The data
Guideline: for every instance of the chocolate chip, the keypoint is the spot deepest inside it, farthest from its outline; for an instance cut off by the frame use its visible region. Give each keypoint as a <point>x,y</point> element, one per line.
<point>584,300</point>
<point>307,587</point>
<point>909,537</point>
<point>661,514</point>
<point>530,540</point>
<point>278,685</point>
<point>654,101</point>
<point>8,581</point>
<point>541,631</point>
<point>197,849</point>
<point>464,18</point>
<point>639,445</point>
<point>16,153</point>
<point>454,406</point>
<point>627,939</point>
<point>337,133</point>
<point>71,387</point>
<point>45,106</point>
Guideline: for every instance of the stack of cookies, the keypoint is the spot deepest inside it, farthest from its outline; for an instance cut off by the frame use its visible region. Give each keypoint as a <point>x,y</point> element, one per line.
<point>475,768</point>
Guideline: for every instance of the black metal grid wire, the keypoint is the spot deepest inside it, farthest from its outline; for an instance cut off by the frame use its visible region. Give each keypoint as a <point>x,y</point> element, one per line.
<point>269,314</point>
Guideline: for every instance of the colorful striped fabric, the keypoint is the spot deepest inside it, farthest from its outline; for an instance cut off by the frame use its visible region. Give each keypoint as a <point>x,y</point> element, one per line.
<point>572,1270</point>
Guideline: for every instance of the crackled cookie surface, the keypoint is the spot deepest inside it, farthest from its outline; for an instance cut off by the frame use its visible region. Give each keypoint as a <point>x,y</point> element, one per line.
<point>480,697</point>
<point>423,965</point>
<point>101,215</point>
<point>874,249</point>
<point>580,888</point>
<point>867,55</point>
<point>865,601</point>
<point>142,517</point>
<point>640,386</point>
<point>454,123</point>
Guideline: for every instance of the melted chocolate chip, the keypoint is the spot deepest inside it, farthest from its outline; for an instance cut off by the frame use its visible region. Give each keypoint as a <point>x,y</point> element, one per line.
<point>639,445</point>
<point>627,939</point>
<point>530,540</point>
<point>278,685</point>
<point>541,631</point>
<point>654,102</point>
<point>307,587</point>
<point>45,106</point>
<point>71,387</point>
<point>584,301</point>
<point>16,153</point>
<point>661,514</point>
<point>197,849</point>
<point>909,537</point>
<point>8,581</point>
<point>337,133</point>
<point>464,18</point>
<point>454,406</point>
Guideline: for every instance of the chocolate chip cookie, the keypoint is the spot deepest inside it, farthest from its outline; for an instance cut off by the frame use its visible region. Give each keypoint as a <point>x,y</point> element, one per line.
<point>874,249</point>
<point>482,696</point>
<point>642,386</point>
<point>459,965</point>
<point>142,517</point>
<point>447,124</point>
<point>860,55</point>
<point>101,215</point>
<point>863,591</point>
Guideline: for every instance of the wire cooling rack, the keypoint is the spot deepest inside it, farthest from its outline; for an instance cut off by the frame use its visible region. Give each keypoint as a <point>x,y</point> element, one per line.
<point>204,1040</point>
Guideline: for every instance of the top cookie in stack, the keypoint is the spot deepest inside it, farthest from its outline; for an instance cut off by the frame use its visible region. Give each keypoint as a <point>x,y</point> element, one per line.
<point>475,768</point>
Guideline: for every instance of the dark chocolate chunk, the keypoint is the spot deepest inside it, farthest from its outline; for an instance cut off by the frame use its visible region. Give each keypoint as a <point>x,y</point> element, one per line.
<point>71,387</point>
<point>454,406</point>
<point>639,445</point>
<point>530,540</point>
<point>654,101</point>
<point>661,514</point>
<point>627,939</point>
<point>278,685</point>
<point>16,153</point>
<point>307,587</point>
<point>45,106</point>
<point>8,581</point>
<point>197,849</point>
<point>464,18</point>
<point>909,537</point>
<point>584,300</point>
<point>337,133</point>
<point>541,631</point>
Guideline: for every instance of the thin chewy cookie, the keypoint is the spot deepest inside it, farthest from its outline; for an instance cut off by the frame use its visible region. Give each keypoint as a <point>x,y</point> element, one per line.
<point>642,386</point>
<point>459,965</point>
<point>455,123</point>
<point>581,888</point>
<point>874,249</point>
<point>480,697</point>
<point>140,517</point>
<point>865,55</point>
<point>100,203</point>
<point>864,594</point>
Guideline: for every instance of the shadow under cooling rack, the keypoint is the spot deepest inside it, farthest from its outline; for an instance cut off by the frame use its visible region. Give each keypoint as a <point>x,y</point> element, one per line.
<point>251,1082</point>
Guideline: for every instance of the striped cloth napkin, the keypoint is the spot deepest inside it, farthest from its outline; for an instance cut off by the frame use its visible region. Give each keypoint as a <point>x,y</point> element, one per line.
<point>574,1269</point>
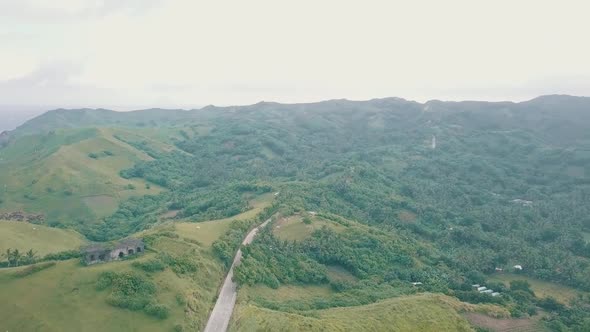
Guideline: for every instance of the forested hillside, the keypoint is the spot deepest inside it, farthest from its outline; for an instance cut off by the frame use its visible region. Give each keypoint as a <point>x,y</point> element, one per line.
<point>442,193</point>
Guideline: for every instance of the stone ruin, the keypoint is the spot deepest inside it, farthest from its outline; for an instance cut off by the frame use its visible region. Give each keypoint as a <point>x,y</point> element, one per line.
<point>97,253</point>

Exercise prompt
If a record contains a picture, leave the picture out and return everything else exactly.

Written solution
Guideline: for every instance of the chocolate chip, the keypoint is the spot deepest inside it, farthest from its outline; for an instance cut off by the frame use its visible region. Give each keypoint as a <point>x,y</point> element, one per line.
<point>584,300</point>
<point>307,587</point>
<point>909,537</point>
<point>661,514</point>
<point>530,540</point>
<point>278,685</point>
<point>654,101</point>
<point>8,581</point>
<point>541,631</point>
<point>197,849</point>
<point>464,18</point>
<point>639,445</point>
<point>16,153</point>
<point>454,406</point>
<point>627,939</point>
<point>337,133</point>
<point>71,387</point>
<point>45,106</point>
Guideline: for every instance of the stack of cookies, the keypoint is the spot deepest inside it, farthest from its outline; for an instance cut off by the frame use its visible region. Give each keypoint as a <point>x,y</point> element, one per line.
<point>475,768</point>
Guideline: for every instance of the black metal grid wire, the keypoint is the spot deepest inside it, farthest from its outline; for an instance cut off by the frame use its visible region. Give each keypoint as a <point>x,y</point> element, one per line.
<point>269,314</point>
Guideline: for every instance of the colorful striped fabric, the keypoint is the spot deepest inside it, farthest from its outline; for an instance cut off by the frame use its visible region. Give each keypoint as a <point>x,y</point> element, one per line.
<point>572,1270</point>
Guideline: for every instance of the crackled cookie surface, the keypoint is the spot deepest inside it, farthest from its outline; for an instance cut off by the frame use its visible region. Give each keypoint as a <point>x,y</point> element, one per line.
<point>480,697</point>
<point>423,965</point>
<point>101,215</point>
<point>874,249</point>
<point>580,888</point>
<point>867,55</point>
<point>865,601</point>
<point>142,517</point>
<point>640,386</point>
<point>454,123</point>
Guideline: for every instance of the melted chocolate chip, the keypoint is the spot deepest inside it, farthest from its outline; for an instance cut off by the frame use its visible region. Give each keypoint as a <point>x,y</point> element, one per line.
<point>639,445</point>
<point>627,939</point>
<point>530,540</point>
<point>278,685</point>
<point>541,631</point>
<point>654,102</point>
<point>307,587</point>
<point>45,106</point>
<point>71,387</point>
<point>584,301</point>
<point>16,153</point>
<point>661,514</point>
<point>197,849</point>
<point>909,537</point>
<point>8,581</point>
<point>337,133</point>
<point>464,18</point>
<point>454,406</point>
Guideline: for every instance of the chocolate chip cookie, the keypoint is the spot deepest inside it, farthest from its outline; for an instance cut off by the frame use its visible region. Give each keypoint as a <point>x,y</point> element, one per line.
<point>874,249</point>
<point>482,696</point>
<point>642,386</point>
<point>459,965</point>
<point>142,517</point>
<point>447,124</point>
<point>860,55</point>
<point>101,215</point>
<point>863,591</point>
Guideline: for every instance of the wire cooling rack, the keypoint is the spot deepest inside it, farthest from its outline; for an instance cut off by the frame use its visible region. Give each keypoint as a <point>x,y</point> element, one per line.
<point>204,1040</point>
Guideline: for every instance of the top cookie in stack, the keypoint is the spot deepest inside it, farthest from its outline; for an instance cut off by the frame use its visible region. Give each keypoint as a <point>x,y</point> element, one per line.
<point>475,768</point>
Guideline: for every instance of the dark chocolate chunk, the keypoint is the spot deepest inside it, farthest from its outline; for an instance cut off by the frame use its visible region. Give each keypoint as a <point>x,y</point> element, one per line.
<point>71,387</point>
<point>454,406</point>
<point>639,445</point>
<point>530,540</point>
<point>654,101</point>
<point>661,514</point>
<point>627,939</point>
<point>278,685</point>
<point>16,153</point>
<point>307,587</point>
<point>45,106</point>
<point>8,581</point>
<point>197,849</point>
<point>464,18</point>
<point>909,537</point>
<point>584,300</point>
<point>337,133</point>
<point>541,631</point>
Guideline: for every instance of the thin chewy cookie, the keypoint is the spot deepest inside it, farthest from its outline; for an instance cut off by the frame use its visible region. Give each keypoint as a <point>x,y</point> element, one per line.
<point>642,386</point>
<point>459,965</point>
<point>455,123</point>
<point>581,888</point>
<point>874,249</point>
<point>480,697</point>
<point>140,517</point>
<point>865,55</point>
<point>100,203</point>
<point>864,594</point>
Guideline: for every instance of the shadow under cooling rack, the keypoint is the spot deepest inside it, farthest from its outline; for an instance cut off by the frame use its visible region. Give each keypoint as a <point>x,y</point> element, one per line.
<point>251,1082</point>
Guideline: for every instance of the striped cloth napkin, the keypoint is the spot deepest inside it, farthest from its outline; for an instance cut off by the frame use its visible region. Give each keypoint as a <point>x,y</point> element, one per line.
<point>574,1269</point>
Guideline: for every instance of the forested hillside, the keypoint is the spot deepest inside it, farthest from its outline; for an instance cut off by the frame use its visible region. Give each keypoint as a <point>x,y</point> element, one per line.
<point>442,193</point>
Guideline: for every instance of the stone ruin, the keypoint is the spot deepest inside it, farthest from its outline; for an instance cut off by the frame use its visible region. Give each keypoint as a <point>x,y</point> element, one per line.
<point>97,253</point>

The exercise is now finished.